## [Work item]
Give the data again exactly as it is written.
====================
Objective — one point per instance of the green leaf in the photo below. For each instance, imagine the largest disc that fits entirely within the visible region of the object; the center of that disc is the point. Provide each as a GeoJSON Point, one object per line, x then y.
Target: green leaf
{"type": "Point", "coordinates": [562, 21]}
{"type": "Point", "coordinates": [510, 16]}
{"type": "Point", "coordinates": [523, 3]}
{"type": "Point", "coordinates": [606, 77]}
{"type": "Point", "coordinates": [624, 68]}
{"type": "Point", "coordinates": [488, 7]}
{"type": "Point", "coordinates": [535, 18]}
====================
## [Exercise result]
Objective — one point per instance of the green leaf in the photo below. For each instance, imagine the largest disc that fits entirely within the visible region of the object; the center of that disc is the point. Provide each as a GeoJSON Point, one object per line, x then y.
Target: green leaf
{"type": "Point", "coordinates": [562, 21]}
{"type": "Point", "coordinates": [510, 16]}
{"type": "Point", "coordinates": [523, 3]}
{"type": "Point", "coordinates": [606, 77]}
{"type": "Point", "coordinates": [624, 68]}
{"type": "Point", "coordinates": [488, 7]}
{"type": "Point", "coordinates": [535, 18]}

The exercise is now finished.